*PAGE TEXT:*
Segment Open
In 1967, the American College of Surgeons published an article written by Dr. J.D. “Deke” Farrington called “Death in a Ditch.” In this article, Dr. Farrington – often called the Father of Modern EMS – highlighted the dangers of automobile crashes on America’s highways and outlined his vision for preventing the growing epidemic of, in his words, death in a ditch. His article called for a new approach to providing emergency medical care at the scene of emergencies and during transport. In addition to outlining basic standards for ambulances and equipment, he emphasized the requirement for “at least two trained persons…and the attendant’s competence in emergency care should be certified” (Farrington, 1967).

In response to the increase in death and disability on America’s highways, President Lyndon Johnson’s Committee on Highway Traffic Safety recommended the creation of a national certification agency to establish uniform standards for training and examination of personnel active in the delivery of emergency ambulance services. A task force was then created to study the feasibility of a national registry for EMTs headed by Oscar P. Hampton, Jr., M.D., a physician recognized for his pioneering work with the American College of Surgeons’ Committee on Trauma.
Segment Closed
*LISTED RECORDS:*
Segment Open
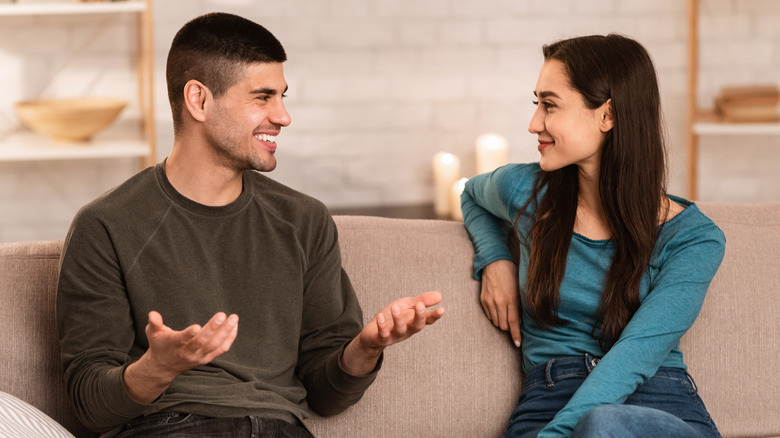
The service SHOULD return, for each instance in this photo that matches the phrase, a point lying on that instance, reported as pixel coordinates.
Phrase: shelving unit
(118, 140)
(701, 123)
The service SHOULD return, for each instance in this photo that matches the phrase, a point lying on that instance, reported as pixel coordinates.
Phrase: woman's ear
(607, 120)
(195, 97)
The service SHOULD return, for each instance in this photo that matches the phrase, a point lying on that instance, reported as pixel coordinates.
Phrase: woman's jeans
(176, 425)
(667, 405)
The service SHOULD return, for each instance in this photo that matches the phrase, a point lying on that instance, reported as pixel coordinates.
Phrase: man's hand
(394, 323)
(499, 297)
(172, 352)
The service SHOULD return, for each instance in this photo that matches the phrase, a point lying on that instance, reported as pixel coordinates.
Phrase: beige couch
(459, 378)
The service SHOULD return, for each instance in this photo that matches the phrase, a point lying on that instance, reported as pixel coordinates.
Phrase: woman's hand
(499, 297)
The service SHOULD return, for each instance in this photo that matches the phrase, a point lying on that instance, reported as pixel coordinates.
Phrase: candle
(492, 151)
(457, 189)
(446, 170)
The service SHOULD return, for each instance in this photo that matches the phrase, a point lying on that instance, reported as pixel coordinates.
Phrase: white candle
(446, 170)
(457, 190)
(492, 152)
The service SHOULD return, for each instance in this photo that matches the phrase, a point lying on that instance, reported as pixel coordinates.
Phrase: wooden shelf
(115, 142)
(700, 124)
(707, 123)
(119, 140)
(71, 8)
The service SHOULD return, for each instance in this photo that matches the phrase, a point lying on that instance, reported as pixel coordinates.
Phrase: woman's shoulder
(688, 225)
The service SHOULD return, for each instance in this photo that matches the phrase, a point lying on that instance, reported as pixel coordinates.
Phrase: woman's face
(568, 131)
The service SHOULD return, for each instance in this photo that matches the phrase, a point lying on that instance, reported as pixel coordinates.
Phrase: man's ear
(607, 120)
(195, 97)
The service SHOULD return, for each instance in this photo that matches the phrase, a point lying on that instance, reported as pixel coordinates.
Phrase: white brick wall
(378, 86)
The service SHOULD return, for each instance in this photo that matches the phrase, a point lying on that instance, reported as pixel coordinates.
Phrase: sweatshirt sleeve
(332, 318)
(666, 313)
(490, 203)
(91, 304)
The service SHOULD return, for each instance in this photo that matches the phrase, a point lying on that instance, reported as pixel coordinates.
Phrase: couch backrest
(457, 378)
(460, 377)
(733, 348)
(29, 351)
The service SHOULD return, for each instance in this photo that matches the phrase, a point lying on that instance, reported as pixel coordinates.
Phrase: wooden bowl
(70, 120)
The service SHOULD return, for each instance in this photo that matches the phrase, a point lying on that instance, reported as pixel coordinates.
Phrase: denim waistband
(557, 369)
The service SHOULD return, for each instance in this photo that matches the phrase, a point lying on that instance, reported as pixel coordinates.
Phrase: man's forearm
(144, 382)
(360, 361)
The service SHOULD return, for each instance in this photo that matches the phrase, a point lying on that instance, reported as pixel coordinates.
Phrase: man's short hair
(214, 49)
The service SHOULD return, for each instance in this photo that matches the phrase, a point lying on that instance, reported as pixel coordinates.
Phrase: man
(203, 237)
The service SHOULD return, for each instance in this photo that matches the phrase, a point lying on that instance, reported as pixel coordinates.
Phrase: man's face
(243, 123)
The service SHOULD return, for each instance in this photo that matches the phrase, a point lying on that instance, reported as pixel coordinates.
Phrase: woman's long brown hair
(631, 182)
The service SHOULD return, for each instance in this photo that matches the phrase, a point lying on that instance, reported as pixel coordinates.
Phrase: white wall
(378, 86)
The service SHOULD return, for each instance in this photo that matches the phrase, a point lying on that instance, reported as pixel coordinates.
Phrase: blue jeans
(667, 405)
(176, 425)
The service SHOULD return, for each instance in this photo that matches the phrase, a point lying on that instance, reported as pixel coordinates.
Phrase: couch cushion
(459, 377)
(29, 340)
(733, 347)
(20, 419)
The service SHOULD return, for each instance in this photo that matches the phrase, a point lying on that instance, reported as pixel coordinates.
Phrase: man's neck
(198, 176)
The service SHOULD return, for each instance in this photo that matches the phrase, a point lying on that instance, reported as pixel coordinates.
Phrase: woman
(611, 270)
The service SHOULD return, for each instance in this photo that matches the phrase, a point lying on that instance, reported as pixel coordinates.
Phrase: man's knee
(604, 421)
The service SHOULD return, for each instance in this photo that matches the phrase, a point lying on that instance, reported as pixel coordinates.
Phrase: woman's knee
(623, 421)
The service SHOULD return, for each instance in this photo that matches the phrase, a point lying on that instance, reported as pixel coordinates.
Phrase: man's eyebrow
(270, 91)
(543, 94)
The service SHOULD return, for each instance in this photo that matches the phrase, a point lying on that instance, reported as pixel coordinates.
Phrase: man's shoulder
(284, 199)
(134, 193)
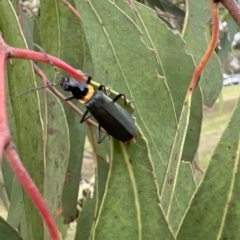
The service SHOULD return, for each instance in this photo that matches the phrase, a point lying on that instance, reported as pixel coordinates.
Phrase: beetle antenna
(37, 88)
(49, 60)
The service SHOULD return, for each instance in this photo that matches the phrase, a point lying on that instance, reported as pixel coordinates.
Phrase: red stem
(210, 50)
(233, 8)
(11, 154)
(31, 189)
(4, 130)
(41, 57)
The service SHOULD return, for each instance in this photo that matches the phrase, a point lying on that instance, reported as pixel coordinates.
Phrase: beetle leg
(89, 78)
(102, 88)
(85, 116)
(100, 138)
(125, 99)
(71, 97)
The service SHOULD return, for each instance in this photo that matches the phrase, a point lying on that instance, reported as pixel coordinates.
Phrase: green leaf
(7, 232)
(177, 78)
(172, 171)
(214, 210)
(123, 60)
(184, 190)
(57, 152)
(195, 33)
(26, 114)
(16, 208)
(134, 207)
(73, 174)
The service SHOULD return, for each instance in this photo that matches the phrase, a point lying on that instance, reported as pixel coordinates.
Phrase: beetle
(113, 118)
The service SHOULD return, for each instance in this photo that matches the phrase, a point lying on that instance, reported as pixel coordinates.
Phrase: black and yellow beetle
(113, 118)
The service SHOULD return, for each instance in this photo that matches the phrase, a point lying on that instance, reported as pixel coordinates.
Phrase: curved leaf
(134, 207)
(214, 210)
(123, 60)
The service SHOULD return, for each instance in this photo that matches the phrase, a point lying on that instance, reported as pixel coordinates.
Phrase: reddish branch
(6, 147)
(211, 47)
(31, 189)
(41, 57)
(46, 82)
(233, 8)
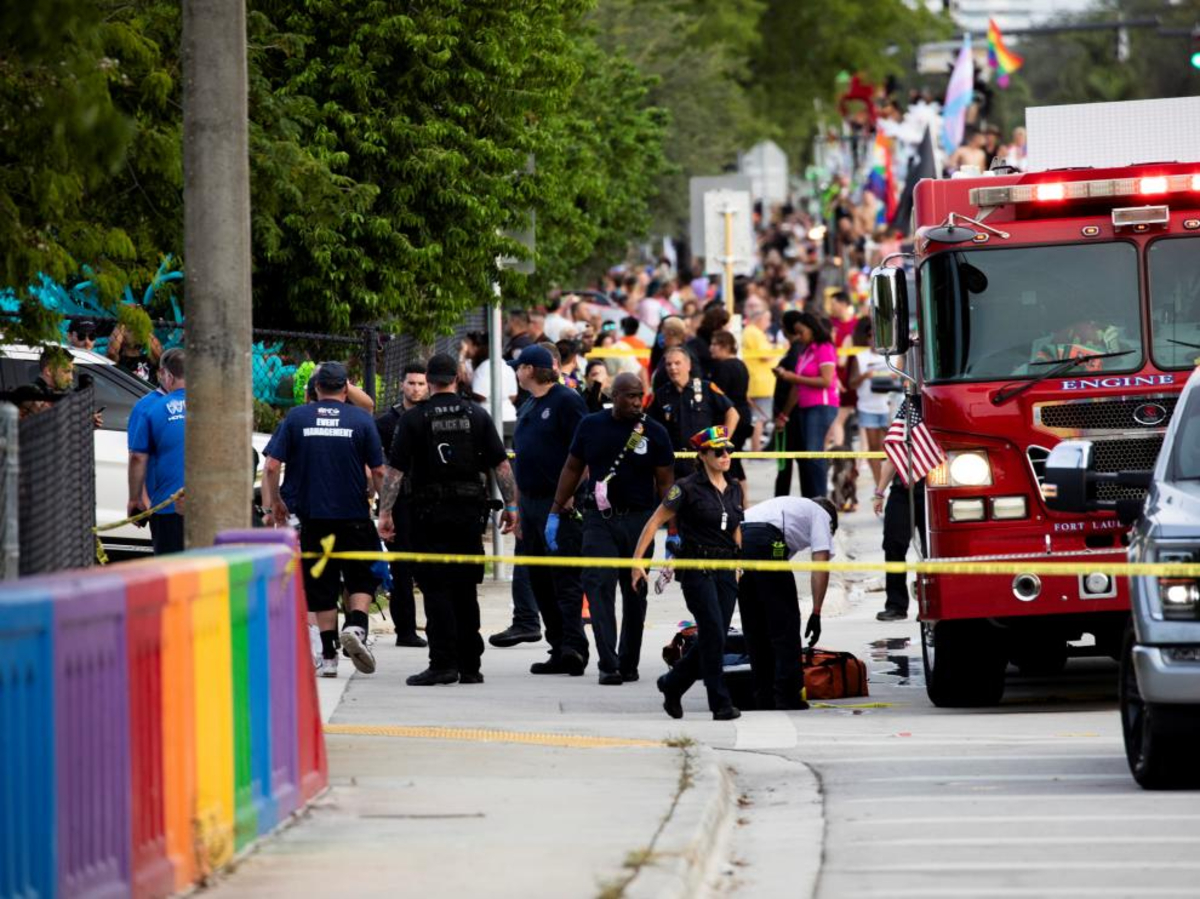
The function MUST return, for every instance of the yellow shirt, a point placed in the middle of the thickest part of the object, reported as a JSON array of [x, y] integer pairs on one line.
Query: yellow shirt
[[760, 357]]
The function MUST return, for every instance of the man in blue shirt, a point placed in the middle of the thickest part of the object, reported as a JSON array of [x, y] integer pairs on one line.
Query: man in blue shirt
[[156, 441], [545, 426], [630, 468], [328, 448]]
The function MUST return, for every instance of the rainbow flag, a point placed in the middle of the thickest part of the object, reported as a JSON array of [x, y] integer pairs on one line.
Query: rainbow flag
[[881, 180], [1000, 58]]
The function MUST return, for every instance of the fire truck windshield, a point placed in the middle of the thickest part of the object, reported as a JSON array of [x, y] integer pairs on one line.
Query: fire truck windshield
[[999, 313], [1173, 265]]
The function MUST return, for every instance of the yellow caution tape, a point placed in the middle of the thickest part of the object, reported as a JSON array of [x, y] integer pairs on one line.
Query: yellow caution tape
[[1114, 569], [141, 515], [774, 454], [477, 735], [781, 454]]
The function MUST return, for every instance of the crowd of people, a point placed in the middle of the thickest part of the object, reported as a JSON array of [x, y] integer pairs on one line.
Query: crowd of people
Segment Closed
Copy out the entire EMS history passage word for word. The records are taken from a separate source unrelated to the EMS history passage.

*EXERCISE OUTPUT:*
In 1967, the American College of Surgeons published an article written by Dr. J.D. “Deke” Farrington called “Death in a Ditch.” In this article, Dr. Farrington – often called the Father of Modern EMS – highlighted the dangers of automobile crashes on America’s highways and outlined his vision for preventing the growing epidemic of, in his words, death in a ditch. His article called for a new approach to providing emergency medical care at the scene of emergencies and during transport. In addition to outlining basic standards for ambulances and equipment, he emphasized the requirement for “at least two trained persons…and the attendant’s competence in emergency care should be certified” (Farrington, 1967).

In response to the increase in death and disability on America’s highways, President Lyndon Johnson’s Committee on Highway Traffic Safety recommended the creation of a national certification agency to establish uniform standards for training and examination of personnel active in the delivery of emergency ambulance services. A task force was then created to study the feasibility of a national registry for EMTs headed by Oscar P. Hampton, Jr., M.D., a physician recognized for his pioneering work with the American College of Surgeons’ Committee on Trauma.